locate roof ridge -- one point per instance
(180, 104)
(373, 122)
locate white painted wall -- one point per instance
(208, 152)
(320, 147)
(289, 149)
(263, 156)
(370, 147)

——————————

YOUR OBJECTIVE: Update the items by changing every "locate" to "mark", and leave everything else as it is.

SOLUTION FOR THIS PROBLEM:
mark roof ridge -- one point per instance
(180, 104)
(373, 122)
mark white painted wall -- one point per instance
(208, 152)
(320, 147)
(289, 149)
(263, 156)
(370, 147)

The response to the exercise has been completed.